__Registros de un conjunto de etiquetado por puntos__
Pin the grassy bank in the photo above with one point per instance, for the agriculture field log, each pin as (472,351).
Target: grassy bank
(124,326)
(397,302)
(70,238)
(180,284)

__OBJETIVO__
Vuelve a escribir todos los registros de arriba sin cambiar ni un carácter.

__RESULTADO DE LA TAREA__
Pin the grassy bank in the photo above with one point per instance, for the agriculture field log, each pin as (472,351).
Target: grassy bank
(124,326)
(397,302)
(70,238)
(180,284)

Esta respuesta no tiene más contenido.